# start of Excerpted data

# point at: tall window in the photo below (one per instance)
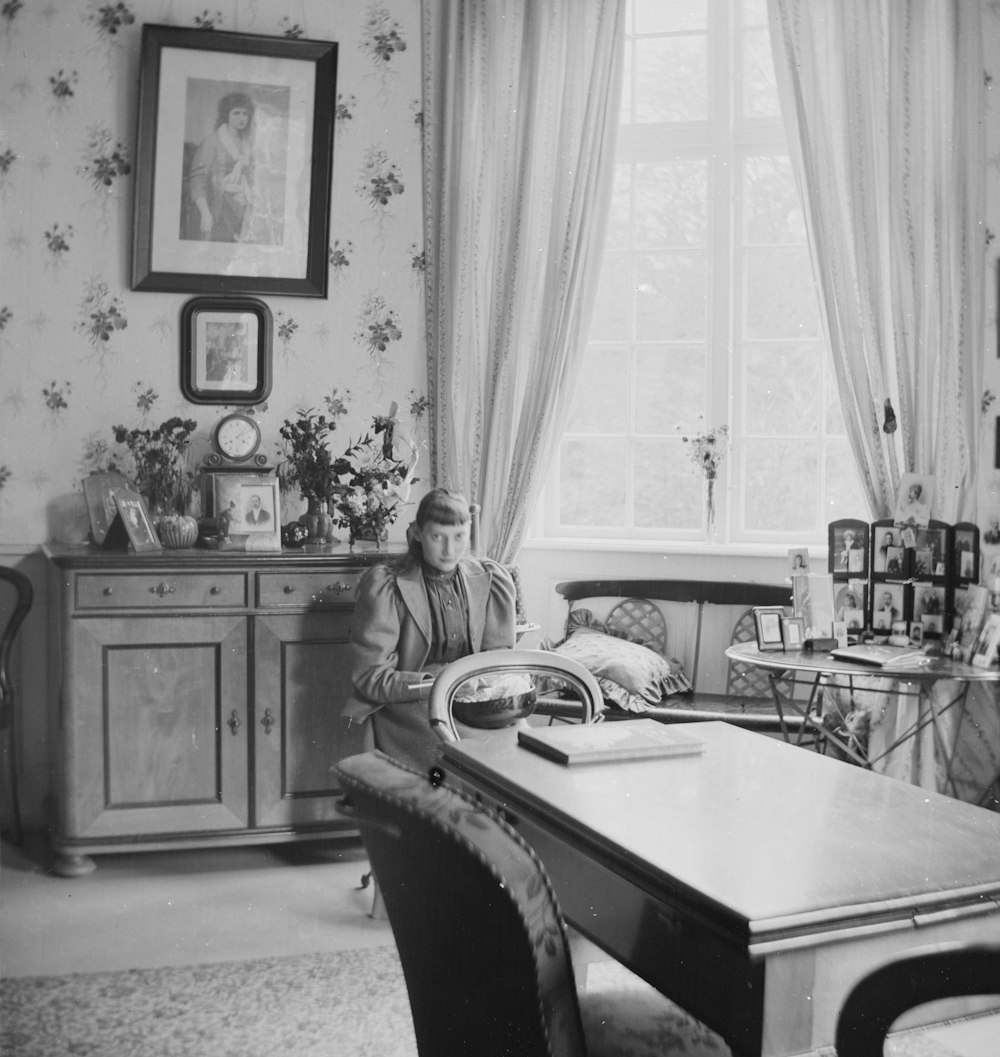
(706, 314)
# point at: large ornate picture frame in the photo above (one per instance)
(234, 163)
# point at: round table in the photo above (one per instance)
(927, 690)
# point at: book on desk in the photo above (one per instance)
(598, 742)
(878, 655)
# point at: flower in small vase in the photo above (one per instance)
(308, 459)
(707, 449)
(374, 483)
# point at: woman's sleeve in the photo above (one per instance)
(501, 609)
(375, 642)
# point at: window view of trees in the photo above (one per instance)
(706, 314)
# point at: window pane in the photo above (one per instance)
(670, 388)
(780, 295)
(610, 321)
(602, 394)
(671, 204)
(760, 90)
(591, 482)
(780, 485)
(782, 389)
(656, 16)
(671, 297)
(771, 203)
(619, 217)
(668, 490)
(671, 79)
(843, 496)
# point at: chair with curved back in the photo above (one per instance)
(22, 604)
(480, 935)
(947, 970)
(454, 675)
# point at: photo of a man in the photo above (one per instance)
(256, 516)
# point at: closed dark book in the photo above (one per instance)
(597, 742)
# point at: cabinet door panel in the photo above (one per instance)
(301, 679)
(156, 737)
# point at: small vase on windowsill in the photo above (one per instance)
(365, 535)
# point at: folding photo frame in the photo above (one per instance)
(767, 625)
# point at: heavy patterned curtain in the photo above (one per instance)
(884, 102)
(520, 116)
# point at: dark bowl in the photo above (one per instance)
(496, 712)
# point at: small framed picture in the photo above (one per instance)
(928, 608)
(134, 518)
(965, 552)
(99, 489)
(848, 540)
(985, 653)
(793, 632)
(913, 501)
(247, 512)
(798, 560)
(225, 350)
(767, 624)
(887, 606)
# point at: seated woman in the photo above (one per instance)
(412, 617)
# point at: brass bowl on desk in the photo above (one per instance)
(494, 712)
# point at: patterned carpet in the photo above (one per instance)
(347, 1004)
(351, 1003)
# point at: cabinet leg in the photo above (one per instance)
(68, 865)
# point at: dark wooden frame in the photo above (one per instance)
(176, 58)
(202, 313)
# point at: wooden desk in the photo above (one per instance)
(753, 884)
(931, 696)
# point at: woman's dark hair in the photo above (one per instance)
(235, 100)
(442, 505)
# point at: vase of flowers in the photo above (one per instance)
(374, 484)
(309, 464)
(707, 450)
(162, 475)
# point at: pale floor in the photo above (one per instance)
(151, 909)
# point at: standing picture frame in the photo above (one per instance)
(984, 654)
(234, 163)
(226, 350)
(767, 624)
(247, 512)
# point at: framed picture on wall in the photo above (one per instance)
(225, 350)
(234, 163)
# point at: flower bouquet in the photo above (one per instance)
(162, 475)
(374, 484)
(707, 450)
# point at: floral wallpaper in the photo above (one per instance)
(79, 351)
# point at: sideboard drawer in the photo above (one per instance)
(335, 587)
(161, 590)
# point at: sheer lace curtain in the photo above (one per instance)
(885, 103)
(520, 113)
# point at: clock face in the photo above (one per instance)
(237, 437)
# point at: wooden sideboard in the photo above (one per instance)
(199, 692)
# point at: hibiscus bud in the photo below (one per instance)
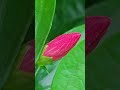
(96, 26)
(28, 59)
(61, 45)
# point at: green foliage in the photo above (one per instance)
(70, 74)
(44, 12)
(67, 16)
(15, 18)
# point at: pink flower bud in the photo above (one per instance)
(96, 26)
(28, 60)
(61, 45)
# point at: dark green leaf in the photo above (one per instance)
(15, 18)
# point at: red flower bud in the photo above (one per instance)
(28, 60)
(61, 45)
(96, 26)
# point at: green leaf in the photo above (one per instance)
(70, 74)
(15, 18)
(44, 12)
(68, 15)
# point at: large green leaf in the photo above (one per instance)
(15, 18)
(69, 14)
(44, 12)
(70, 74)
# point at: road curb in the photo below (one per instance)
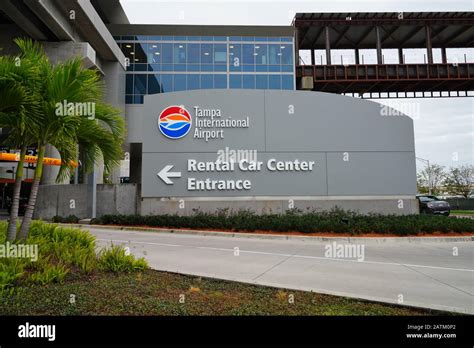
(281, 237)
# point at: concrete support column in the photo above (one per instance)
(379, 45)
(429, 47)
(114, 76)
(51, 172)
(297, 47)
(444, 56)
(92, 194)
(136, 163)
(328, 45)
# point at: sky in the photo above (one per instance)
(444, 127)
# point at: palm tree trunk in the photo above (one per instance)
(11, 234)
(30, 208)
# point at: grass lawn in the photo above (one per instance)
(158, 293)
(464, 212)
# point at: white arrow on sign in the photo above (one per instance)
(165, 174)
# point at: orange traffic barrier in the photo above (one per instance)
(15, 157)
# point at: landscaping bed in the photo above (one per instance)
(343, 223)
(159, 293)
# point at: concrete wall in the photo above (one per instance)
(395, 205)
(64, 200)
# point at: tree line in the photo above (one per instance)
(437, 179)
(31, 88)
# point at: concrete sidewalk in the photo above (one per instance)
(422, 274)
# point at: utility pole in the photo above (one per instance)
(429, 172)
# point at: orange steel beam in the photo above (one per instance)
(14, 157)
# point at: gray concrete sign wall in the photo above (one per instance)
(228, 145)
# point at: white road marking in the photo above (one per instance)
(288, 255)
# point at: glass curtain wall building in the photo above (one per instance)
(160, 64)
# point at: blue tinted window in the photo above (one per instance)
(139, 84)
(167, 82)
(220, 67)
(179, 67)
(194, 53)
(235, 57)
(287, 81)
(274, 81)
(129, 84)
(194, 67)
(153, 84)
(193, 81)
(179, 53)
(167, 53)
(207, 81)
(154, 53)
(140, 53)
(286, 54)
(167, 67)
(141, 67)
(138, 99)
(220, 53)
(220, 81)
(154, 67)
(274, 68)
(207, 67)
(206, 53)
(262, 81)
(274, 54)
(261, 54)
(235, 81)
(248, 54)
(179, 82)
(248, 81)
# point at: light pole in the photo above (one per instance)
(429, 172)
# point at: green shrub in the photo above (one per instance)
(11, 269)
(115, 259)
(70, 219)
(51, 273)
(336, 220)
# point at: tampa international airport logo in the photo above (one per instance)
(174, 122)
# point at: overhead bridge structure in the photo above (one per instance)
(430, 31)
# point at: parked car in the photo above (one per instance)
(433, 205)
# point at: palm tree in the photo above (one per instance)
(100, 138)
(18, 114)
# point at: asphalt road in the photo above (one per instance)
(422, 274)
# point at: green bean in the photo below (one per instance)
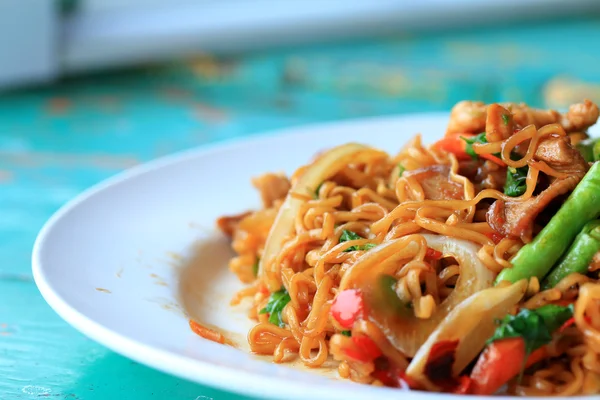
(589, 149)
(536, 258)
(578, 257)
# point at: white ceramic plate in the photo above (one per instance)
(127, 260)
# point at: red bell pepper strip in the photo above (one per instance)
(501, 361)
(494, 237)
(364, 349)
(456, 144)
(347, 307)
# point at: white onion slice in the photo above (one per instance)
(407, 333)
(472, 323)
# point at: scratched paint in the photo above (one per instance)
(57, 141)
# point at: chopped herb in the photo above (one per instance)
(317, 190)
(275, 306)
(516, 178)
(534, 326)
(473, 140)
(401, 170)
(349, 235)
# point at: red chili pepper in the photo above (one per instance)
(455, 144)
(406, 382)
(500, 362)
(347, 307)
(571, 321)
(464, 385)
(387, 378)
(433, 254)
(365, 349)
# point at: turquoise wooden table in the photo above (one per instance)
(57, 141)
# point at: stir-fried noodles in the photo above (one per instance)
(466, 266)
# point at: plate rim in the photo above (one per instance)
(215, 376)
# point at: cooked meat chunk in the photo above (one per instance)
(471, 117)
(436, 183)
(272, 187)
(581, 116)
(516, 218)
(483, 174)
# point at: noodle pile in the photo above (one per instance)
(396, 207)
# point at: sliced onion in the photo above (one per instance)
(326, 166)
(406, 332)
(472, 323)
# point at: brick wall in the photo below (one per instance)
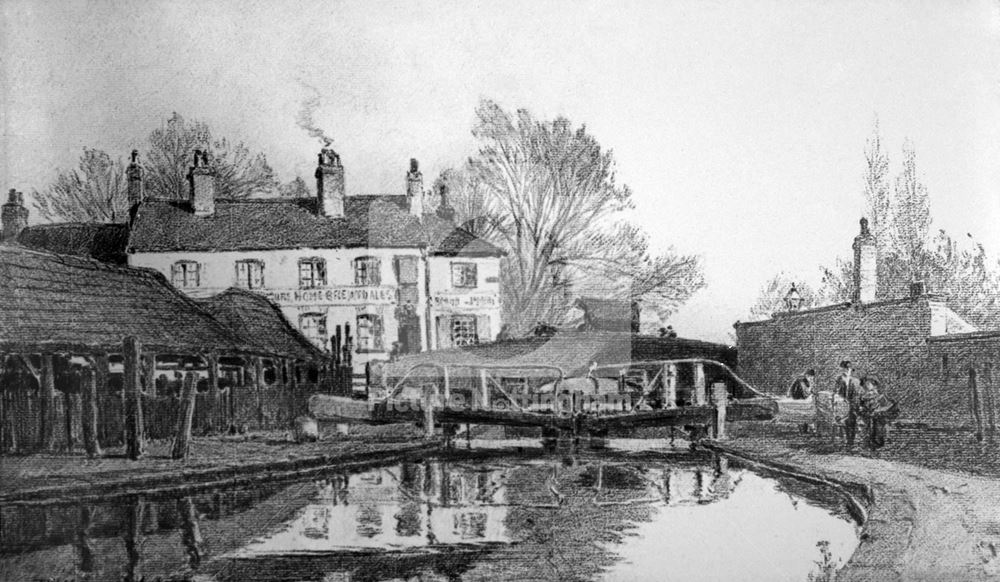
(890, 340)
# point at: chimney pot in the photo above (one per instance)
(14, 216)
(415, 189)
(202, 180)
(135, 184)
(330, 184)
(865, 265)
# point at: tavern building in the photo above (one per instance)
(385, 269)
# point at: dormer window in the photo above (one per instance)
(464, 276)
(250, 274)
(185, 274)
(312, 273)
(366, 271)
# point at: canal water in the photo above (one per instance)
(491, 513)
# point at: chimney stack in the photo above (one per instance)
(865, 269)
(202, 179)
(445, 210)
(134, 173)
(415, 189)
(330, 184)
(14, 216)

# end of Excerpted data

### What needs to be done
Update the rows from the line containing "# point at: tavern" through the end of the rows, replacing "dormer window" with "attic window" and leaving everything else unchanged.

### Solved problem
# point at: tavern building in the photo above (one per instance)
(385, 269)
# point at: attic window in the photo above (one per instance)
(464, 276)
(250, 274)
(185, 274)
(312, 273)
(366, 271)
# point at: canal water in the photo above (one per instance)
(491, 513)
# point at: chimney stack in the photo above (one per instance)
(865, 269)
(202, 179)
(445, 210)
(134, 173)
(415, 189)
(330, 184)
(14, 216)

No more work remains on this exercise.